- Task to carry out -
Format the records below as a two-column CSV with the header columns instruction and response. Start with the line containing "In this exercise you will place a marker on the hillside" and continue through the end of the records. Give one row per record, place each field in quotation marks, and replace any line breaks within a field with spaces.
————
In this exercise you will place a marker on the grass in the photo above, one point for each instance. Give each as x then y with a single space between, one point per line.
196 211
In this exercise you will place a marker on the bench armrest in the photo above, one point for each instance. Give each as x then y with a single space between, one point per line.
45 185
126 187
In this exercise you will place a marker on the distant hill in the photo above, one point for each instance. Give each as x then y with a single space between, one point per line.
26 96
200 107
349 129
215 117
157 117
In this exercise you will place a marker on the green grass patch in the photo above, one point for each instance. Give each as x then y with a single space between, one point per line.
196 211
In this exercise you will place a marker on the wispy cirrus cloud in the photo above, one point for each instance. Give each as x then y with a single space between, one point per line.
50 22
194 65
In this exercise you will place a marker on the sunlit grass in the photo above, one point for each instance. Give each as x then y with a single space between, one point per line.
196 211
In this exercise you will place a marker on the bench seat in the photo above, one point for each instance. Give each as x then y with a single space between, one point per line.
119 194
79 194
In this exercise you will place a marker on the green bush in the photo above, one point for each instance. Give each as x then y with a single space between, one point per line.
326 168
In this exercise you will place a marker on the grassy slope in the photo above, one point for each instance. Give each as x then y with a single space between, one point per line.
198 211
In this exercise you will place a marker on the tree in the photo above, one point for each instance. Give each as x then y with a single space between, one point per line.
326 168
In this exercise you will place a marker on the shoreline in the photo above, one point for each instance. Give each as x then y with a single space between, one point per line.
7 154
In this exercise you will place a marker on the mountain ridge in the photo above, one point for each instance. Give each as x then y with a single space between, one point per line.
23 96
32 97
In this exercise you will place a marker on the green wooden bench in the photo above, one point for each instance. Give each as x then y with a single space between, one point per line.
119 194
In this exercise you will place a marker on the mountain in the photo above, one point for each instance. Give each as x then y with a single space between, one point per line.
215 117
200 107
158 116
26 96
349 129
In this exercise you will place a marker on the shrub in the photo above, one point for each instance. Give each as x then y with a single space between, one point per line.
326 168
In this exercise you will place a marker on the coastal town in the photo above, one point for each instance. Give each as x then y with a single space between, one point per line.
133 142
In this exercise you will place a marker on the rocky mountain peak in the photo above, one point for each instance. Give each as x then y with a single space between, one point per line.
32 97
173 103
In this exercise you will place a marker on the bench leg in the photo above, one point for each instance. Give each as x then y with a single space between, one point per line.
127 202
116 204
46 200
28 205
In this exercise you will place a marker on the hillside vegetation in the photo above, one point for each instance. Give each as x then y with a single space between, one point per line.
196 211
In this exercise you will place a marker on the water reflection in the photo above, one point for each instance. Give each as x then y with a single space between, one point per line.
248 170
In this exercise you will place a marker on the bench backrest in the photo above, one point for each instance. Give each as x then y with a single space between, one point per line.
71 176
————
- Task output -
instruction,response
"In this exercise you will place a marker on the hillside vegetation in the photo above, one point for each instance. Give each as x then y with a single space between, one point per line.","196 211"
"In this exercise you will place a marker on the water reflection in the photo above, one point for each instance. Give each as x then y with a single space between, one point per line.","248 170"
"In this exercise you will place a marker on the bench backrest in the photo above, one point for each instance. Give each as x then y with a single space between, one point per line.","71 176"